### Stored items
=======

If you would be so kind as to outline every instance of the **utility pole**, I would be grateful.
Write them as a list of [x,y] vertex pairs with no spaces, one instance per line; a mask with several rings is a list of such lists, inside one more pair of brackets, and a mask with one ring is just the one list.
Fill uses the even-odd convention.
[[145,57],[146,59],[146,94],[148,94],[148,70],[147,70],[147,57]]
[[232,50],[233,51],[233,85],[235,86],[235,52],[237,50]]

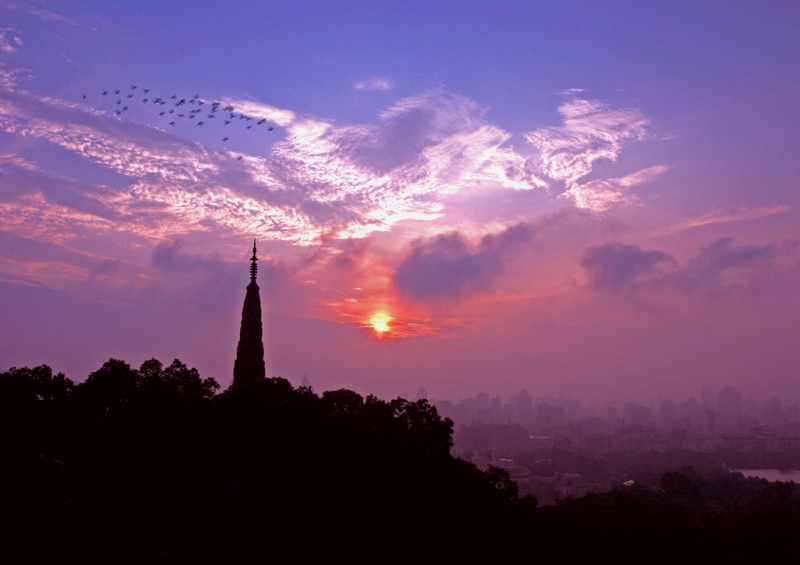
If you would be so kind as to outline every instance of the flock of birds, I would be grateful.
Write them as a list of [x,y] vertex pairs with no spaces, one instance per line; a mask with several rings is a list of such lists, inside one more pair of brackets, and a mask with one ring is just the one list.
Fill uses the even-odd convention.
[[[134,100],[141,101],[142,104],[152,105],[159,110],[158,116],[164,119],[170,126],[175,126],[179,120],[189,122],[194,120],[196,127],[203,127],[206,124],[213,123],[220,124],[224,128],[229,128],[230,131],[235,131],[237,128],[243,127],[245,130],[253,129],[253,126],[266,125],[264,128],[267,131],[272,131],[274,127],[267,124],[266,118],[256,118],[249,116],[242,112],[237,112],[230,104],[223,104],[222,102],[208,102],[200,98],[199,94],[195,94],[191,98],[185,98],[178,94],[173,94],[170,97],[160,97],[150,94],[150,88],[140,87],[136,84],[130,85],[130,90],[115,88],[112,90],[104,90],[99,96],[101,100],[113,101],[114,114],[122,116],[125,112],[130,110],[128,104],[132,104]],[[82,100],[89,99],[89,95],[83,93]],[[241,129],[241,128],[240,128]],[[223,142],[230,139],[228,135],[222,138]],[[240,155],[239,160],[242,159]]]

=======

### EXERCISE PROMPT
Print all of the entries word for word. Skip any images they contain.

### WORKED SOLUTION
If you would be so kind as to outline every instance of the **utility pole**, I would be grateful.
Write them as a list of [x,y] vertex pairs with no spaces, one instance per line; a mask with several rings is a list of such lists, inside one more pair of brackets, and a mask with one ring is just the one list.
Fill uses the even-odd convention.
[[145,57],[146,59],[146,94],[148,94],[148,70],[147,70],[147,57]]
[[232,50],[233,51],[233,85],[235,86],[235,52],[237,50]]

If you would be so kind as to outline every instance of the flock of birds, I would be grateful.
Write them as a list of [x,y] vertex pairs with no spaces, one instance per line; a mask with several rings is a list of such lists, inside one more pair of brackets, and a mask with one ring is just the one list.
Fill uses the even-odd convention.
[[[134,100],[141,101],[142,104],[152,105],[159,110],[158,116],[164,119],[170,126],[175,126],[179,120],[189,122],[194,120],[196,127],[203,127],[206,124],[213,123],[220,124],[224,128],[229,128],[230,131],[235,131],[237,128],[243,127],[245,130],[253,129],[253,126],[266,125],[264,128],[267,131],[272,131],[274,127],[267,124],[266,118],[256,118],[249,116],[242,112],[237,112],[230,104],[223,104],[222,102],[208,102],[200,98],[199,94],[195,94],[191,98],[185,98],[178,94],[173,94],[170,97],[160,97],[150,94],[150,88],[140,87],[136,84],[130,85],[130,90],[115,88],[112,90],[104,90],[99,96],[101,100],[113,101],[114,114],[122,116],[125,112],[130,110],[128,104],[132,104]],[[82,100],[89,99],[89,95],[83,93]],[[241,129],[241,128],[240,128]],[[223,142],[230,139],[228,135],[222,138]],[[240,155],[239,160],[242,159]]]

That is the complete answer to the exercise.